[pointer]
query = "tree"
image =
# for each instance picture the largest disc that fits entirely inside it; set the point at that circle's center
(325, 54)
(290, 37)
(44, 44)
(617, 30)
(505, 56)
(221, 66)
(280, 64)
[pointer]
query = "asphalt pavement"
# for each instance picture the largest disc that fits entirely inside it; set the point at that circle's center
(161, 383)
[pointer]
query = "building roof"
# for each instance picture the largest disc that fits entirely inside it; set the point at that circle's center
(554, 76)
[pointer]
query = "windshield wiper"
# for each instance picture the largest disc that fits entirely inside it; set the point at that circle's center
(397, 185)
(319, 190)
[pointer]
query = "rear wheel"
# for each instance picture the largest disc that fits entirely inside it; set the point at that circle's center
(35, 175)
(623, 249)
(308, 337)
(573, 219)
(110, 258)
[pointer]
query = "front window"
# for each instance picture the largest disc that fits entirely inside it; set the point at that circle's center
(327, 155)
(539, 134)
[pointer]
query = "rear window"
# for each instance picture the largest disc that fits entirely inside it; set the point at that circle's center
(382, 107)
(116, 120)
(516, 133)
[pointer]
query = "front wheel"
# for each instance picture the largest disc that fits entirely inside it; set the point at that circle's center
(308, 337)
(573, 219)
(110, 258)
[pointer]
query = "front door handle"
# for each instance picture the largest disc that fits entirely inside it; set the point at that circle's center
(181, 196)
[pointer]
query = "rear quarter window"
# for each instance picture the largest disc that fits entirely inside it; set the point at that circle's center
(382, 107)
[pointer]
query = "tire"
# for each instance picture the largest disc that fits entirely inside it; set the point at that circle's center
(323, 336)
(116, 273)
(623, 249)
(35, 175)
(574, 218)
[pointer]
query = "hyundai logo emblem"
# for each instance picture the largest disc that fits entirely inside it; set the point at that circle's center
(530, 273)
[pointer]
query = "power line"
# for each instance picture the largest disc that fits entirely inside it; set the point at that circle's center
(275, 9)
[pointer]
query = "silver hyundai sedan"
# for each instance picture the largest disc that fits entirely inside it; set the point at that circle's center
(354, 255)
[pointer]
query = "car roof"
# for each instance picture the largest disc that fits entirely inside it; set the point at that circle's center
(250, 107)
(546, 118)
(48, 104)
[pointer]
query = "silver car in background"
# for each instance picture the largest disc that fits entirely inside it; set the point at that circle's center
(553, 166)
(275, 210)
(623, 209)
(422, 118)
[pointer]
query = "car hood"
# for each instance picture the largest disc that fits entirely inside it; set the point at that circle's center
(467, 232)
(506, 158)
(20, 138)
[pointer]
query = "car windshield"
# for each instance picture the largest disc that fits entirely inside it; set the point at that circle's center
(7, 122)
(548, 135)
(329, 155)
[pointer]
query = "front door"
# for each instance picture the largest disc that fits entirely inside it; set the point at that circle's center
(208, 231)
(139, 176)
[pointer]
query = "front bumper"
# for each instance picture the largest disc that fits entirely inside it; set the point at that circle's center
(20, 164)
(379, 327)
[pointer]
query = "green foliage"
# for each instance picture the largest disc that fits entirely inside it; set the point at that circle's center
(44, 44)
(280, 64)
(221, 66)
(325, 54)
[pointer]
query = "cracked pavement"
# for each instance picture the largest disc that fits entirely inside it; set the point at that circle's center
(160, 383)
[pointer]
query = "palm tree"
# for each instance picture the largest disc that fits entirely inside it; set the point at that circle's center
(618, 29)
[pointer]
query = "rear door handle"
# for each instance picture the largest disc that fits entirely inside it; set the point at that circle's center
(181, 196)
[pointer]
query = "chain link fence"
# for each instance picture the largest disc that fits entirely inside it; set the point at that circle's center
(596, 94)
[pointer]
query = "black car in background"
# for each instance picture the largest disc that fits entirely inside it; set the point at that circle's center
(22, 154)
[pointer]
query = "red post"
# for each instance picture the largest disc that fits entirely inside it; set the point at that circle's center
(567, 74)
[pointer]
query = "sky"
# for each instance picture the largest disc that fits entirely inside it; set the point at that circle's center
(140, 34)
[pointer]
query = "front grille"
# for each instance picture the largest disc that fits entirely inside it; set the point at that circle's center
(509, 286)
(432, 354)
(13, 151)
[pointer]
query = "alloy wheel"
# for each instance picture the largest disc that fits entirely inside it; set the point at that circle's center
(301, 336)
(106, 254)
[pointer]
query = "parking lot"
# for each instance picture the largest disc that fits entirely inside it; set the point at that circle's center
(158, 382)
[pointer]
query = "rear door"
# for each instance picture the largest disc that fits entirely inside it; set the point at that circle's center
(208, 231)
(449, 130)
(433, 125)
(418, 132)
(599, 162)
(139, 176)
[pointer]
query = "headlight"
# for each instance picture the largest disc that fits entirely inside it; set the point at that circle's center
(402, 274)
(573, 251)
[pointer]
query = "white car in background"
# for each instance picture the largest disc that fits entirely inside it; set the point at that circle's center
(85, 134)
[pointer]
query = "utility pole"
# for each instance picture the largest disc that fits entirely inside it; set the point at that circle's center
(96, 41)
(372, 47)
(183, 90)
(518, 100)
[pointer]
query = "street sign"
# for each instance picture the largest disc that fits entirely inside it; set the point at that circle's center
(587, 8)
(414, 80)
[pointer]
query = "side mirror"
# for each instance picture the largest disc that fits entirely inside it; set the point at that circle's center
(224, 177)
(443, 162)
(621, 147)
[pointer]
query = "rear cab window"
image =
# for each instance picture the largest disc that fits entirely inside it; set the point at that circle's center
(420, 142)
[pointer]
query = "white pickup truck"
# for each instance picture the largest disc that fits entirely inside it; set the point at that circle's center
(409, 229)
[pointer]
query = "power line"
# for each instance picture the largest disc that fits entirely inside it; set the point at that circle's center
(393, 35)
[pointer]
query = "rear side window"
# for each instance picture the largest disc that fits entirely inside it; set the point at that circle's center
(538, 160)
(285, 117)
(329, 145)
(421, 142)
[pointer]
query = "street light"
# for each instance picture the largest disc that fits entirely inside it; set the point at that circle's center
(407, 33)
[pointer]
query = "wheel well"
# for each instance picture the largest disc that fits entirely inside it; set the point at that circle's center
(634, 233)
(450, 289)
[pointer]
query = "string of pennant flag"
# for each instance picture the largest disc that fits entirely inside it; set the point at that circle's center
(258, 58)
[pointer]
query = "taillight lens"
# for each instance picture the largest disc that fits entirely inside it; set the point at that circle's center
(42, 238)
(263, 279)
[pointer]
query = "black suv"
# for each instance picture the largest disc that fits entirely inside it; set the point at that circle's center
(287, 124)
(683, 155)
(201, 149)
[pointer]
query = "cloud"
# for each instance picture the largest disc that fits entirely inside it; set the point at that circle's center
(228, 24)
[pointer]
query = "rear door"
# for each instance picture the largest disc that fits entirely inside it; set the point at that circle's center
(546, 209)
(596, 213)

ACTIVITY | Say how many lines in the entries contain the string "silver", and say nothing else.

REPLY | 2